▶ _Stated problem_
Reproduce the data below, swapping every "throughout" for "everywhere" and leaving everything else unchanged.

▶ _Supplied data_
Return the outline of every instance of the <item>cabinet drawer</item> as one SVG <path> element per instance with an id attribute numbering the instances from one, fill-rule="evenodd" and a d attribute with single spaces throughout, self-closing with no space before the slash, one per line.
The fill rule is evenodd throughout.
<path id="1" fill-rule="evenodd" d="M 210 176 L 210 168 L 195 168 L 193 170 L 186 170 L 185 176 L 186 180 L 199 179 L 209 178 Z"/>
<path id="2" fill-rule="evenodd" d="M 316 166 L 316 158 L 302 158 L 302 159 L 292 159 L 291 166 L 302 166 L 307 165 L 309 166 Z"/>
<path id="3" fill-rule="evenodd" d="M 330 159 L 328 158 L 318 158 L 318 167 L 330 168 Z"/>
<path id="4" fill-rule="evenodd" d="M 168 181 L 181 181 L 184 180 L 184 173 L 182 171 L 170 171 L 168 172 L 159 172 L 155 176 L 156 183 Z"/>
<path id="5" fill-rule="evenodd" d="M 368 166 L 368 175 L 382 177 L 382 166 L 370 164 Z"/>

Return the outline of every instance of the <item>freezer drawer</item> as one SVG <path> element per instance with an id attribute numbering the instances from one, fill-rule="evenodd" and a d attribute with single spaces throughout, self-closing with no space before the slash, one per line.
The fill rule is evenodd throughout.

▶ _Full answer_
Return the outline of every instance of the <item>cabinet drawer</item> as one SVG <path> element per instance with an id attribute numbering the instances from one, fill-rule="evenodd" and a d attribute with single spaces everywhere, self-closing with no space before the slash, one per line.
The fill rule is evenodd everywhere.
<path id="1" fill-rule="evenodd" d="M 210 176 L 210 168 L 195 168 L 193 170 L 186 170 L 185 176 L 186 180 L 199 179 L 209 178 Z"/>
<path id="2" fill-rule="evenodd" d="M 316 166 L 316 158 L 302 158 L 302 159 L 292 159 L 291 166 L 302 166 L 307 165 L 309 166 Z"/>
<path id="3" fill-rule="evenodd" d="M 330 159 L 328 158 L 318 158 L 318 167 L 330 168 Z"/>
<path id="4" fill-rule="evenodd" d="M 168 181 L 181 181 L 184 180 L 184 173 L 182 171 L 170 171 L 168 172 L 159 172 L 155 176 L 156 183 Z"/>
<path id="5" fill-rule="evenodd" d="M 368 166 L 368 175 L 382 177 L 382 166 L 370 164 Z"/>

Return the outline of every instance of the <item>freezer drawer</item> as one SVG <path> element per instance with an id attribute numbering the instances from one, fill-rule="evenodd" and a d attribute with single spaces everywhere, self-closing with no space before the slash, one per line.
The fill rule is evenodd everywhere.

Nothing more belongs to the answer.